** BEGIN Record list **

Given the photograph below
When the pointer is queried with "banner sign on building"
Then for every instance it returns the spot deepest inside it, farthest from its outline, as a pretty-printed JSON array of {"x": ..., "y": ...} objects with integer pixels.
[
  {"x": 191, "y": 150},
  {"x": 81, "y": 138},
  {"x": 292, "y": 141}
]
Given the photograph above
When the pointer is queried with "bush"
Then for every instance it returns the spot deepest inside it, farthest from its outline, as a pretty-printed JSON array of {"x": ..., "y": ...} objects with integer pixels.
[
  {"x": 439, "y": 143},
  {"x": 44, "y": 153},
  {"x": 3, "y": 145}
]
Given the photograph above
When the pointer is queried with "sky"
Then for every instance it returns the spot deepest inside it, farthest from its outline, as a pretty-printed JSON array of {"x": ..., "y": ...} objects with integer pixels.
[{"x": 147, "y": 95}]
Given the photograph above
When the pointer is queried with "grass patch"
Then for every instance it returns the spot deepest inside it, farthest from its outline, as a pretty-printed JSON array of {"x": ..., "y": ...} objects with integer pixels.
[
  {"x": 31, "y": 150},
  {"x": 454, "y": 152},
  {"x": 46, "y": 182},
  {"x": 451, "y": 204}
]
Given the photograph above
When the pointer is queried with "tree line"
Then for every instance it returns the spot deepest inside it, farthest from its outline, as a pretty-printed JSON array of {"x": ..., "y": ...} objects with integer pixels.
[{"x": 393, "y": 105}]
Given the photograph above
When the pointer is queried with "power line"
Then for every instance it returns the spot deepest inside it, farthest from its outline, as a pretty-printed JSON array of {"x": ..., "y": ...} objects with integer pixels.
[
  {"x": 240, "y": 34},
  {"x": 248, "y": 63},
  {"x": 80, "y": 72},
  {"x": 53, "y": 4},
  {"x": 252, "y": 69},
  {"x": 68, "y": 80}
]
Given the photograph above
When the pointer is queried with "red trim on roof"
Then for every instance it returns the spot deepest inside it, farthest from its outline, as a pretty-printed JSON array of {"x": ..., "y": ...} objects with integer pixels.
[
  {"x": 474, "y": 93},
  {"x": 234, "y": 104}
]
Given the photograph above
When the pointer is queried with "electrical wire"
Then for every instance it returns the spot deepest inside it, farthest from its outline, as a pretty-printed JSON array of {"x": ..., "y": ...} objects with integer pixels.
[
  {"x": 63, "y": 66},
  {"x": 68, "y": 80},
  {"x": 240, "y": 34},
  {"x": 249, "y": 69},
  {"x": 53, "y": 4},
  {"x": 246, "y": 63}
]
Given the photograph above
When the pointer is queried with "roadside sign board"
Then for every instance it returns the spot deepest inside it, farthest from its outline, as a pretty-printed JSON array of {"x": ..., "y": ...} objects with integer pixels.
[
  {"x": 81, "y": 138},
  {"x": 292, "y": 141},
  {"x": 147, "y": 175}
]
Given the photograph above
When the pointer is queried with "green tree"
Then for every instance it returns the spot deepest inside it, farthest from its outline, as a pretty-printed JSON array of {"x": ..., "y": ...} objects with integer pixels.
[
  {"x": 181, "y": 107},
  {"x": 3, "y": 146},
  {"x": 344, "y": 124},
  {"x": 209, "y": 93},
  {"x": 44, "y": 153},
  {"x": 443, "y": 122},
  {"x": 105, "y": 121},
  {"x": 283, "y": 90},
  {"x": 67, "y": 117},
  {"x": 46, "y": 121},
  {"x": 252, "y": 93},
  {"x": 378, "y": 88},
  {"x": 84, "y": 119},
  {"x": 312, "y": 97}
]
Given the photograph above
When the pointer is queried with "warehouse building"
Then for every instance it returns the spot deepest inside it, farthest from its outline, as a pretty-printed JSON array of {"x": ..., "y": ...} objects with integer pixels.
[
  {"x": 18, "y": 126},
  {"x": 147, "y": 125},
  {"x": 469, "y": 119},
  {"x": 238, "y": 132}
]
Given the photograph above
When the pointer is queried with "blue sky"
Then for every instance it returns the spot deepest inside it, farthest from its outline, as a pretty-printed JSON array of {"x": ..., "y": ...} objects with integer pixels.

** END Record list **

Please reproduce all of the entries exactly as they stand.

Given the photograph below
When the pointer is queried with "banner sign on building"
Then for every instance it returns the spot deepest inside it, farthest from its outline, as a pretty-printed JSON array of {"x": ..., "y": ...} objects with integer pixels.
[
  {"x": 191, "y": 150},
  {"x": 81, "y": 138},
  {"x": 292, "y": 141}
]
Given the photograph above
When the pointer is queried with "bush"
Then for every instance it returns the spot deepest inside it, farthest from its outline, as a pretty-printed JSON array of {"x": ..., "y": ...} objects with integer pixels.
[
  {"x": 439, "y": 143},
  {"x": 44, "y": 153},
  {"x": 3, "y": 145}
]
Given the photograph above
When the pointer is queried with "sky"
Then for every instance it returns the spot deepest inside it, farthest from its outline, as a pretty-printed JSON array of {"x": ..., "y": ...} objects with integer pixels.
[{"x": 147, "y": 95}]
Given the photograph above
When the pointer is queried with "grass patch"
Then for every instance it returns the spot deepest inside it, farthest from its outline, as a pretty-printed JSON array of {"x": ..., "y": ...} objects with integer pixels.
[
  {"x": 31, "y": 150},
  {"x": 454, "y": 152},
  {"x": 46, "y": 182},
  {"x": 451, "y": 204}
]
Given the photograph above
When the pointer is queried with "tree line"
Then for every instance it returns the spot deepest inside it, farthest from its outline, as a pretty-printed JSON array of {"x": ..., "y": ...} objects with integer pixels.
[{"x": 393, "y": 105}]
Given the photograph above
When the pointer is queried with "power line"
Then for every instance it returns the spot deepest inside it, farthest from its outline, as a pretty-printed JSON array of {"x": ..., "y": ...} objects with integer pixels.
[
  {"x": 240, "y": 34},
  {"x": 248, "y": 63},
  {"x": 80, "y": 72},
  {"x": 53, "y": 4},
  {"x": 252, "y": 69},
  {"x": 68, "y": 80}
]
Given the photograph above
When the pointer is queried with "red trim on roof"
Then for every instance it returns the spot deepest inside it, farthest from its outline, as a pretty-printed JSON array of {"x": ..., "y": ...} objects with integer pixels.
[
  {"x": 474, "y": 93},
  {"x": 234, "y": 104}
]
Given the photograph above
When the pointer is queried with "electrical wire"
Then for every instance it returns the spot deepest inside it, farthest from its outline, as a pretty-printed JSON array of {"x": ..., "y": ...} objects with integer pixels.
[
  {"x": 63, "y": 66},
  {"x": 68, "y": 80},
  {"x": 240, "y": 34},
  {"x": 249, "y": 69},
  {"x": 53, "y": 4},
  {"x": 246, "y": 63}
]
Given the photograph above
When the pointer is queried with "roadside sign board"
Then for every instance it returns the spot deepest inside it, farthest from its outline, as a pretty-printed JSON array of {"x": ..., "y": ...} objects with integer pixels.
[
  {"x": 81, "y": 138},
  {"x": 292, "y": 141},
  {"x": 147, "y": 175}
]
Given the photograph above
When the pointer is queried with "green tree"
Then for every instance it returns the spot deepest inside it, farthest from its outline, as a pretty-printed JSON array of {"x": ..., "y": ...} objects with integer pixels.
[
  {"x": 181, "y": 107},
  {"x": 3, "y": 146},
  {"x": 344, "y": 124},
  {"x": 209, "y": 93},
  {"x": 44, "y": 153},
  {"x": 443, "y": 122},
  {"x": 105, "y": 121},
  {"x": 283, "y": 90},
  {"x": 67, "y": 117},
  {"x": 46, "y": 121},
  {"x": 252, "y": 93},
  {"x": 378, "y": 88},
  {"x": 84, "y": 119},
  {"x": 312, "y": 97}
]
Given the photograph above
When the pointer is queried with "warehouse building"
Then for every instance it returns the spot deepest inside it, farthest from its outline, as a pretty-printed JSON array of {"x": ..., "y": ...} objects with integer pixels.
[
  {"x": 18, "y": 126},
  {"x": 147, "y": 125},
  {"x": 469, "y": 119},
  {"x": 238, "y": 132}
]
Given the photograph above
When the pointer is queried with "blue sky"
Then for every instance it returns the spot deepest inside it, farthest from its outline, as a pretty-printed JSON array of {"x": ..., "y": ...} objects with integer pixels.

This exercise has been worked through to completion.